# More rare than a Yeti C-26 or a Tomac Raleigh...



## Rumpfy (Dec 21, 2003)

I guess it could be...
Anyway, I picked this frame up at a local sway today. Nothing much there (in fact is was a terrible swap), but on my last quick run through I spy this....

A 'Prototype' Titanium/Carbon Nuke Proof. That's what it was being sold as anyway. The seller said one of five built. The rear end is very Nuke Proof looking with the seat stays going up high like that. The carbon itself is also that 'thick weave' carbon that Nuke was known to do...so it could be legit.
Light as all hell. Serial number is 1062 which doesn't mean much at this point.

Now for the sad part...take a close look up at the Ti head tube and down tube...doh! I knew this when I bought the frame and I'm hoping that someone here will know someone who is willing and capable of taking on a little project....can this be re-epoxyed?!

**PROVIDED DATA:**
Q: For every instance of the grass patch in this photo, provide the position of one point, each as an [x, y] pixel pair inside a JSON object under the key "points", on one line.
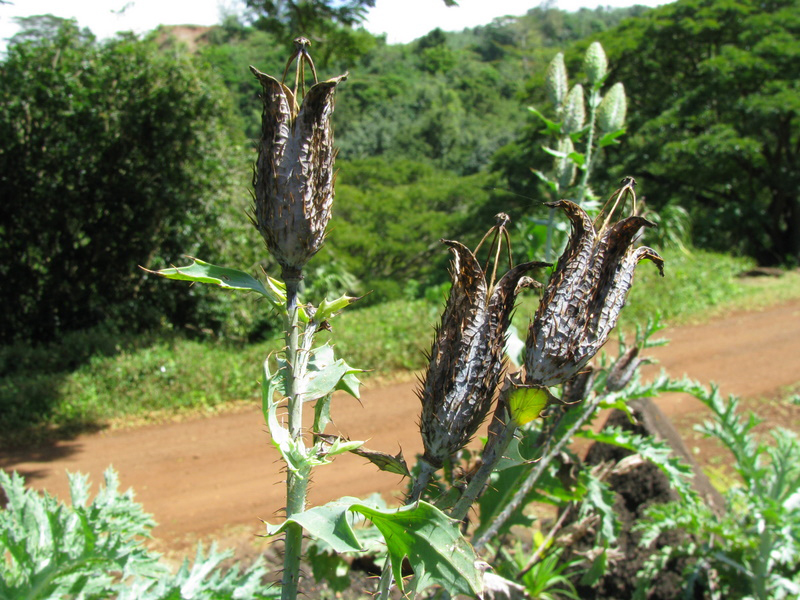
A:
{"points": [[93, 378]]}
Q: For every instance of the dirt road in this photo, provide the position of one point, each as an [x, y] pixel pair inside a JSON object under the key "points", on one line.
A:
{"points": [[218, 476]]}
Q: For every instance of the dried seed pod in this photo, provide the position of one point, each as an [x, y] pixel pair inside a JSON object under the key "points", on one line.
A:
{"points": [[574, 111], [556, 80], [612, 109], [294, 172], [582, 301], [595, 63], [466, 359]]}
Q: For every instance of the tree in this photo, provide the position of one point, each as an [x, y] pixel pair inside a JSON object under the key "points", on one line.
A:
{"points": [[110, 155], [715, 93]]}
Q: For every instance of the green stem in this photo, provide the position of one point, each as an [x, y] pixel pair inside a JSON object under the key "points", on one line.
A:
{"points": [[547, 457], [296, 483], [494, 451]]}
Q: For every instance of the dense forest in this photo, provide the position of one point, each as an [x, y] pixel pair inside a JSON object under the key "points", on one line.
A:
{"points": [[138, 151]]}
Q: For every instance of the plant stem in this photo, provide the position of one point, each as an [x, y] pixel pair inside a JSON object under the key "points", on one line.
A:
{"points": [[501, 432], [426, 470], [296, 483], [547, 457]]}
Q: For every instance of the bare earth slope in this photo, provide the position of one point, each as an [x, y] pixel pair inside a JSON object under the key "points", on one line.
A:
{"points": [[218, 475]]}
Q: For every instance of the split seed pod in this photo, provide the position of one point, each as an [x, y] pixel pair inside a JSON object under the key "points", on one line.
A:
{"points": [[466, 359], [583, 300], [294, 172]]}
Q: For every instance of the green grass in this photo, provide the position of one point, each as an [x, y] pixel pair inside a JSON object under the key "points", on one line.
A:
{"points": [[92, 378]]}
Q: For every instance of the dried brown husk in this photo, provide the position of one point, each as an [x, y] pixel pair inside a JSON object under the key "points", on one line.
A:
{"points": [[466, 360], [583, 300], [294, 173]]}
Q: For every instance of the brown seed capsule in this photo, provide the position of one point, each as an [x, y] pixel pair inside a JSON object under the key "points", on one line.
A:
{"points": [[466, 359], [583, 300], [294, 175]]}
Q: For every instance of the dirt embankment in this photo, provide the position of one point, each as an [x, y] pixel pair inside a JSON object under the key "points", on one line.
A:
{"points": [[217, 476]]}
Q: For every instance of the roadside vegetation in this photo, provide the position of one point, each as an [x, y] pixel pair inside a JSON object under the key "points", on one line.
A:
{"points": [[97, 378], [120, 159]]}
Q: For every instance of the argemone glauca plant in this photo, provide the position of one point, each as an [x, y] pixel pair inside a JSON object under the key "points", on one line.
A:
{"points": [[578, 139], [294, 193]]}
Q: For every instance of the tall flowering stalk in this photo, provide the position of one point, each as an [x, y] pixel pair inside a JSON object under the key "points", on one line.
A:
{"points": [[587, 291], [293, 183], [579, 309], [467, 356]]}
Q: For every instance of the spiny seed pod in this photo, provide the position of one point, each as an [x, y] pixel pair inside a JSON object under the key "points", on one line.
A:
{"points": [[583, 300], [294, 172], [466, 359], [612, 109], [595, 63], [565, 168], [556, 80], [574, 111]]}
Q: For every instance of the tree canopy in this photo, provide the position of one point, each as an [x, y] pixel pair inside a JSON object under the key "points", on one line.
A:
{"points": [[111, 156], [715, 99]]}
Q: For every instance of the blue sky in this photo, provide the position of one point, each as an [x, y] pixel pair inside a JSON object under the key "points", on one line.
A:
{"points": [[401, 20]]}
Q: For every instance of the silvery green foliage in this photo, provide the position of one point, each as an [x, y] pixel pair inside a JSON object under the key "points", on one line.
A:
{"points": [[752, 550], [95, 550]]}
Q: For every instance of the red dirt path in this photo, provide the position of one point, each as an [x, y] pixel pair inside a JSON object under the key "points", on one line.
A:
{"points": [[216, 476]]}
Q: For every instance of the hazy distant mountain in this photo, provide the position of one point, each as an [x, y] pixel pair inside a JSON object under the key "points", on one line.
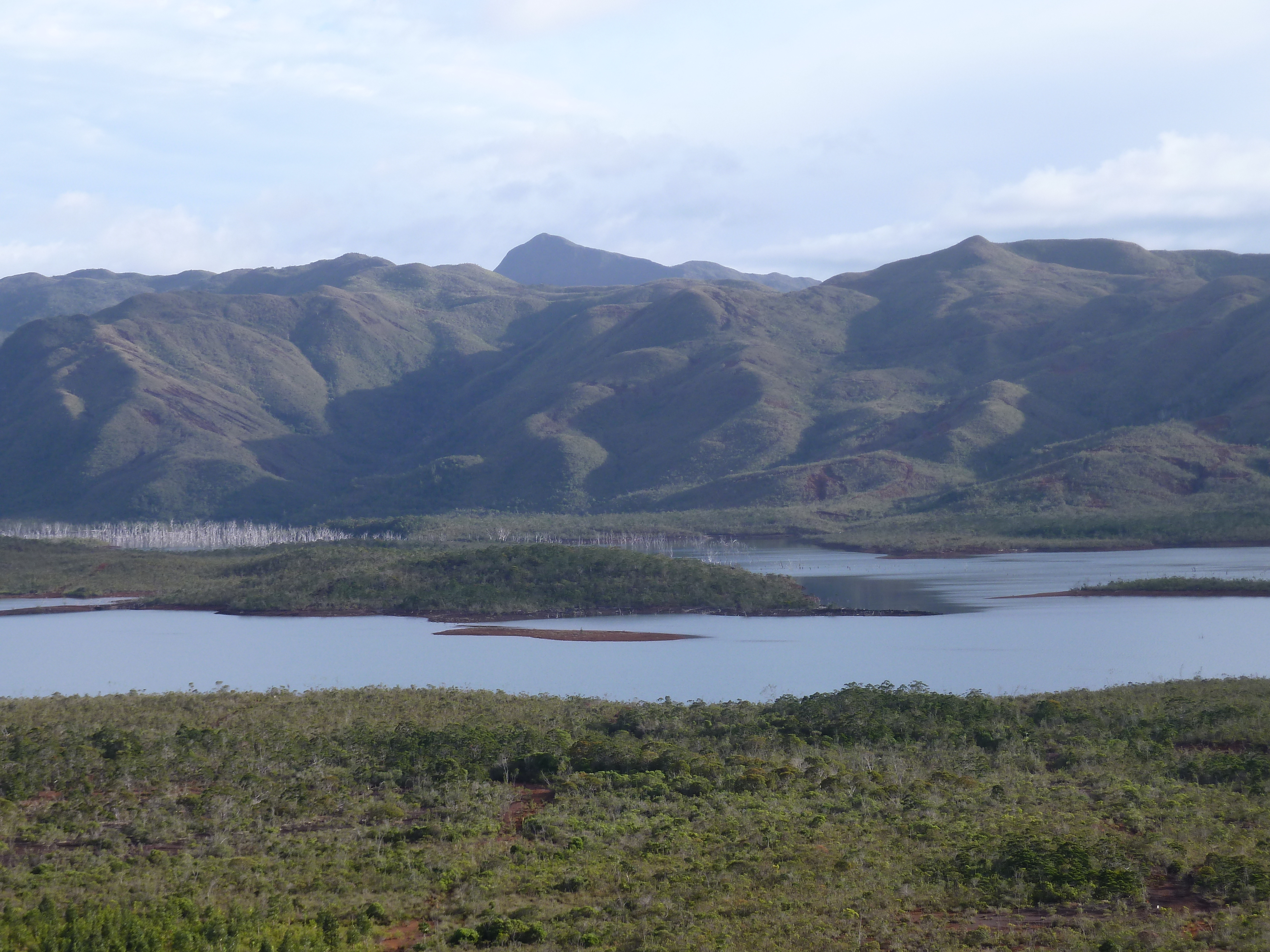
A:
{"points": [[551, 260], [1038, 376]]}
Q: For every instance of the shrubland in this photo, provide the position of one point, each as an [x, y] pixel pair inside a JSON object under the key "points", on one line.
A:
{"points": [[874, 817], [391, 578]]}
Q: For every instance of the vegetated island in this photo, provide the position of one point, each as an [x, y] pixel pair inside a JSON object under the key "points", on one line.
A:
{"points": [[473, 585], [1168, 586], [869, 818]]}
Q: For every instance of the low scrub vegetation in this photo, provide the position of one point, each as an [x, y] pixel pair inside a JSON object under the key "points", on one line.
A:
{"points": [[871, 818], [1180, 583], [399, 579]]}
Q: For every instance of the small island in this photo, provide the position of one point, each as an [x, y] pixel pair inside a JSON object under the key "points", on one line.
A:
{"points": [[457, 585]]}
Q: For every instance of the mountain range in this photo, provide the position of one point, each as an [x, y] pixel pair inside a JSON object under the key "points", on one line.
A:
{"points": [[1039, 378], [551, 260]]}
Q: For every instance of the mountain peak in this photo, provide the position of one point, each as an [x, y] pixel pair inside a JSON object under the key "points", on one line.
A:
{"points": [[551, 260]]}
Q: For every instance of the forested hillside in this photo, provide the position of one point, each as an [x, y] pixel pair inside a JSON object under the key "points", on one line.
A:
{"points": [[1041, 380], [869, 818]]}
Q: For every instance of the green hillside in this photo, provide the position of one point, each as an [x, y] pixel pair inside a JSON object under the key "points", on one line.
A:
{"points": [[1043, 384], [1131, 819]]}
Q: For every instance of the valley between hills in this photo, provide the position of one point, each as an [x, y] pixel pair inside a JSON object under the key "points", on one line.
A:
{"points": [[1034, 394]]}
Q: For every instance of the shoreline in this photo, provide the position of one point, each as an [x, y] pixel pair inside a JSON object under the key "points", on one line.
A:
{"points": [[459, 618], [971, 552], [1149, 593], [568, 635]]}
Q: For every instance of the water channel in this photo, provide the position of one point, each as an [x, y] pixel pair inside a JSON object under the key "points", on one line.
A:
{"points": [[984, 639]]}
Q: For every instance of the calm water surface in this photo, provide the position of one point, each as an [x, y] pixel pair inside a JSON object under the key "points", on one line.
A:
{"points": [[982, 642]]}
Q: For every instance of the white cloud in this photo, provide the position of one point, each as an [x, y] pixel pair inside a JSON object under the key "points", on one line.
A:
{"points": [[811, 136], [551, 15], [1201, 178], [1183, 192]]}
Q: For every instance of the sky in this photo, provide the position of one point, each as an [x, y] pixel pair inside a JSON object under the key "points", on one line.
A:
{"points": [[806, 136]]}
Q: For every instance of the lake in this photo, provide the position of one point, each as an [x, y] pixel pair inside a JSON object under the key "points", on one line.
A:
{"points": [[982, 640]]}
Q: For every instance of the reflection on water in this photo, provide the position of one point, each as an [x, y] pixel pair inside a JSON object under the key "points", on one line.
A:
{"points": [[12, 605], [982, 642]]}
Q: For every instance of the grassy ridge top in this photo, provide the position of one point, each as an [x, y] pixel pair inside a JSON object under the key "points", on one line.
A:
{"points": [[375, 578], [869, 818]]}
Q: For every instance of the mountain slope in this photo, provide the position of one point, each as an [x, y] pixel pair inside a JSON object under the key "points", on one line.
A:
{"points": [[551, 260], [979, 379]]}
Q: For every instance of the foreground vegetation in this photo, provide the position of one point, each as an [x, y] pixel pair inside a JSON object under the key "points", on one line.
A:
{"points": [[1180, 583], [872, 818], [394, 578]]}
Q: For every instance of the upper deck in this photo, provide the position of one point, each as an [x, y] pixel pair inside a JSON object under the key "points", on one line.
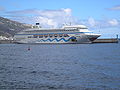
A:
{"points": [[64, 29]]}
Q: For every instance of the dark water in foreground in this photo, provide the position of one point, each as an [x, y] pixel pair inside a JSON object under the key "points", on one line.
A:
{"points": [[64, 67]]}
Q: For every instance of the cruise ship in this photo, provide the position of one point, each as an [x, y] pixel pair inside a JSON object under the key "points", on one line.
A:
{"points": [[72, 34]]}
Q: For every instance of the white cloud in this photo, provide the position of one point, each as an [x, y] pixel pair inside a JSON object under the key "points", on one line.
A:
{"points": [[2, 8], [46, 18], [91, 21], [115, 8], [113, 22]]}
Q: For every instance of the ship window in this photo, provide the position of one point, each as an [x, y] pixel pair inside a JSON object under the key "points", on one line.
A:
{"points": [[66, 35], [29, 36], [40, 36], [45, 36], [35, 36], [60, 35], [50, 35], [55, 35]]}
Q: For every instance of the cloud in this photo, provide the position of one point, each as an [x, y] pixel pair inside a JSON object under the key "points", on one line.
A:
{"points": [[2, 8], [91, 21], [46, 18], [115, 8], [56, 18], [113, 22]]}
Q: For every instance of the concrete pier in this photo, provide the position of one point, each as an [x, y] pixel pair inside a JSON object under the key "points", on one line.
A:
{"points": [[109, 40]]}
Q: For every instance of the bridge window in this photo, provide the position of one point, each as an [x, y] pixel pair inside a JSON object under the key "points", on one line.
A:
{"points": [[50, 35], [55, 35], [60, 35]]}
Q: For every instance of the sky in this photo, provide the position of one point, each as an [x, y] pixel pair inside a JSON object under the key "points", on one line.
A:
{"points": [[100, 16]]}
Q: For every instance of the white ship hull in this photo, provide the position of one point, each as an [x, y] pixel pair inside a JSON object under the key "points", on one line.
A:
{"points": [[58, 36]]}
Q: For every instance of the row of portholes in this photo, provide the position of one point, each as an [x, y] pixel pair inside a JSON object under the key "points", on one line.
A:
{"points": [[49, 35]]}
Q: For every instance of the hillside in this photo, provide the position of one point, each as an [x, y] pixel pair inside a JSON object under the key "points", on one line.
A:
{"points": [[9, 28]]}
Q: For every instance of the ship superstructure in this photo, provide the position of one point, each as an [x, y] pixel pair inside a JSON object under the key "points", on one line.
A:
{"points": [[66, 34]]}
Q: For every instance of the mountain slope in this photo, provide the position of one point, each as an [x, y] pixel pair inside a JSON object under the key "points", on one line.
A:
{"points": [[9, 27]]}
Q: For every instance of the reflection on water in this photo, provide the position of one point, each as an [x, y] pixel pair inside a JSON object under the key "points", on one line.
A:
{"points": [[71, 66]]}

**DIRECTIONS FOR THIS TASK:** Reproduce the forum post starting at "I guess it could" and ending at "this be re-epoxyed?!", switching "frame" to "bike". The data above have nothing to do with the forum post.

**RESPONSE BELOW:**
I guess it could be...
Anyway, I picked this bike up at a local sway today. Nothing much there (in fact is was a terrible swap), but on my last quick run through I spy this....

A 'Prototype' Titanium/Carbon Nuke Proof. That's what it was being sold as anyway. The seller said one of five built. The rear end is very Nuke Proof looking with the seat stays going up high like that. The carbon itself is also that 'thick weave' carbon that Nuke was known to do...so it could be legit.
Light as all hell. Serial number is 1062 which doesn't mean much at this point.

Now for the sad part...take a close look up at the Ti head tube and down tube...doh! I knew this when I bought the bike and I'm hoping that someone here will know someone who is willing and capable of taking on a little project....can this be re-epoxyed?!